David Agung Susanto
- Country (sports): Indonesia
- Residence: Jakarta, Indonesia
- Born: 21 July 1991 (age 34) Jakarta
- Plays: Right-handed (one-handed backhand)
- Prize money: $28,738

Singles
- Career record: 7–12 (at ATP Tour level, Grand Slam level, and in Davis Cup)
- Career titles: 0
- Highest ranking: No. 732 (3 April 2017)

Doubles
- Career record: 4–7 (at ATP Tour level, Grand Slam level, and in Davis Cup)
- Career titles: 4 ITF
- Highest ranking: No. 642 (17 July 2017)
++++++++++
● **CHALLENGE 1**
Please gather every line of the rows that contains the string "water". Case counts.

● **AVAILABLE DATA**
++++++++++
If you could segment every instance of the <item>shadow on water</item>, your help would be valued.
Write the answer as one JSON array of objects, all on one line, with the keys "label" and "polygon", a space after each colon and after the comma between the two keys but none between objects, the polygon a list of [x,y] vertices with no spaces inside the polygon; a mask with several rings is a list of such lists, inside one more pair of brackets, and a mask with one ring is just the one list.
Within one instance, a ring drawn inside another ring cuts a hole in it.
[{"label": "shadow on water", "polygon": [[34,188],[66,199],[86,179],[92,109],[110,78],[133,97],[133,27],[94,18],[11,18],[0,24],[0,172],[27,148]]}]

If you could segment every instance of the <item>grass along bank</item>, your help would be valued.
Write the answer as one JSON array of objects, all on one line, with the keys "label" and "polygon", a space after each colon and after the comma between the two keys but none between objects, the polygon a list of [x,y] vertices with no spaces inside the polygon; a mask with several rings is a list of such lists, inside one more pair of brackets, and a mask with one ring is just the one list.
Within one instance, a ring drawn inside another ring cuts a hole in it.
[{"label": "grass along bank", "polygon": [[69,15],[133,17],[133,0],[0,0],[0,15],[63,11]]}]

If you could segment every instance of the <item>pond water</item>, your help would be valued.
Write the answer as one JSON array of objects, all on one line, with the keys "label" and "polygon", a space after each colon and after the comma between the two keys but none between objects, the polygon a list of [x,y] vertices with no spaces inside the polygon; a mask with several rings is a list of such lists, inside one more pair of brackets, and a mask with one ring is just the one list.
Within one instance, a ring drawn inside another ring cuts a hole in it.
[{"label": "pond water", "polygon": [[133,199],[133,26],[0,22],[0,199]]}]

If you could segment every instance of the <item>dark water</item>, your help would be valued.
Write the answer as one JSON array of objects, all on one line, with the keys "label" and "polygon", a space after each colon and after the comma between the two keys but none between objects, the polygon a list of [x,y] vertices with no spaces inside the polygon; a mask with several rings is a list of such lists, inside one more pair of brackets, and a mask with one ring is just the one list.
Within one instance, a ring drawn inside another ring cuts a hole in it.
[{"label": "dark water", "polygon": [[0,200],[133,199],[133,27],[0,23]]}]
++++++++++
● **CHALLENGE 2**
Summarize the player profile above in two sentences.

● **FULL ANSWER 1**
If you could segment every instance of the <item>shadow on water</item>, your help would be valued.
[{"label": "shadow on water", "polygon": [[34,188],[66,199],[86,179],[92,109],[110,78],[133,97],[133,27],[94,18],[11,18],[0,24],[0,172],[27,148]]}]
If you could segment every instance of the <item>pond water</item>, your help would be valued.
[{"label": "pond water", "polygon": [[133,199],[133,26],[0,22],[0,199]]}]
If you could segment every instance of the <item>dark water</item>, your help would be valued.
[{"label": "dark water", "polygon": [[0,200],[133,199],[133,27],[0,23]]}]

● **FULL ANSWER 2**
David Agung Susanto, born in Jakarta on 21 July 1991, lives in Jakarta, represents Indonesia, plays right-handed with a one-handed backhand, and has earned $28,738 in prize money. In singles he has a 7–12 career record with no titles and a highest ranking of No. 732, while in doubles he has a 4–7 record, 4 ITF titles, and a highest ranking of No. 642.